(REQUESTS):
(1) Retype the stretch of the stablecoin regulation text below from "1. Take stock" through "and developing economies.".
(2) Render this sentence from the stablecoin regulation text below in Spanish: "The consultative report will be provided in April 2020, with a final report being released in July 2020."

== SOURCE TEXT

Fair competition: GSC project should ensure support for competition and interoperability with other payment systems in the larger ecosystem. 

The existing frameworks applicable to GSCs are- the Committee on Payments and Market Infrastructures, the International Organisation of Securities Commission, the Basel Committee on Banking Supervision and the Financial Action Task Force. It is pertinent to note that a number of international bodies have begun to develop new policy recommendations specific to stablecoin arrangements. One such international body, the Financial Stability Board ( “FSB”), an international body that monitors and makes recommendations about the global financial system on 18 October 2019, published a paper titled “Regulatory issues of stablecoins” and paper was delivered to G20 Finance Ministers and Central Bank Governors for their meeting in Washington D.C in mid-October. In cooperation with the standard- setting bodies, FSB plans to assess and provide a consultative report on the key regulatory issues that exist around GSCs to the G20 Finance Ministers and central bank Governors.In the report, the FSB will: 

  1. Take stock of existing supervisory and regulatory approaches and emerging practices in this field, with a focus on cross-border issues and taking into account the perspective of emerging markets and developing economies. 
  2. Based on the stocktake, consider whether existing supervisory and regulatory approaches are adequate and effective in addressing financial stability and systemic risk concerns that could arise from the individual components of a stablecoin arrangement or their interaction as an ecosystem as a whole. 
  3. Advise on possible multilateral responses, if deemed necessary, including developing regulatory and supervisory approaches to addressing financial stability and systemic risk concerns at the global level. 

The consultative report will be provided in April 2020, with a final report being released in July 2020. 

  1. Acceptability of digital currency -as it stands- across the world and the points of divergence with the regulators 

In October 2019, the G7 Working Group on Stablecoins released its report on the impact of global stablecoins. In the report, the Working Group acknowledged that stablecoins have numerous features of cryptoassets and that stablecoins seek to do better in terms of stabilizing the price of the currency by linking its value to a pool of assets and hence capable of serving better as (i) a means payment and store of value; and (ii) by contributing to the development of global payment arrangements that are faster, cheaper and tend to be more inclusive than the existing arrangements. However, it was also observed that stablecoins as an initiative is still a technology that is in its nascent stages and remains largely untested. Finally, the Working Group concluded that prior to the commencement of any global stablecoin project, a hosts of risks and issues associated with stablecoins like legal, regulatory, oversight, operational and public policy must be addressed. 

On 05 December 2019, referring to the G7 report of October 2019, the Council of the EU and the European Commission published a joint statement on stablecoins acknowledging that technological innovation can produce great economic benefits for the financial sector, promoting competition and financial inclusion, broadening consumer choice, increasing efficiency and delivering cost savings for financial institutions and the economy at large, however that it was to be ensured that no global “stablecoin” arrangement should begin operation in the European Union until the legal, regulatory and oversight challenges and risks have been adequately identified and addressed.

====
== DATA EXCERPT

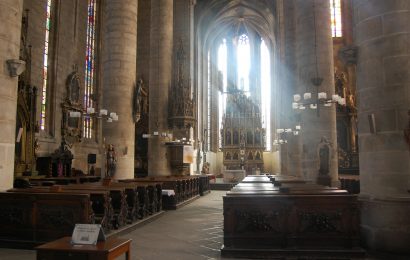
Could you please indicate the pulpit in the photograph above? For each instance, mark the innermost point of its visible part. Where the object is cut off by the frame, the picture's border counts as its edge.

====

(SOLUTIONS TO EACH TASK):
(1)
1. Take stock of existing supervisory and regulatory approaches and emerging practices in this field, with a focus on cross-border issues and taking into account the perspective of emerging markets and developing economies.

(2) El informe consultivo se presentará en abril de 2020, y el informe final se publicará en julio de 2020.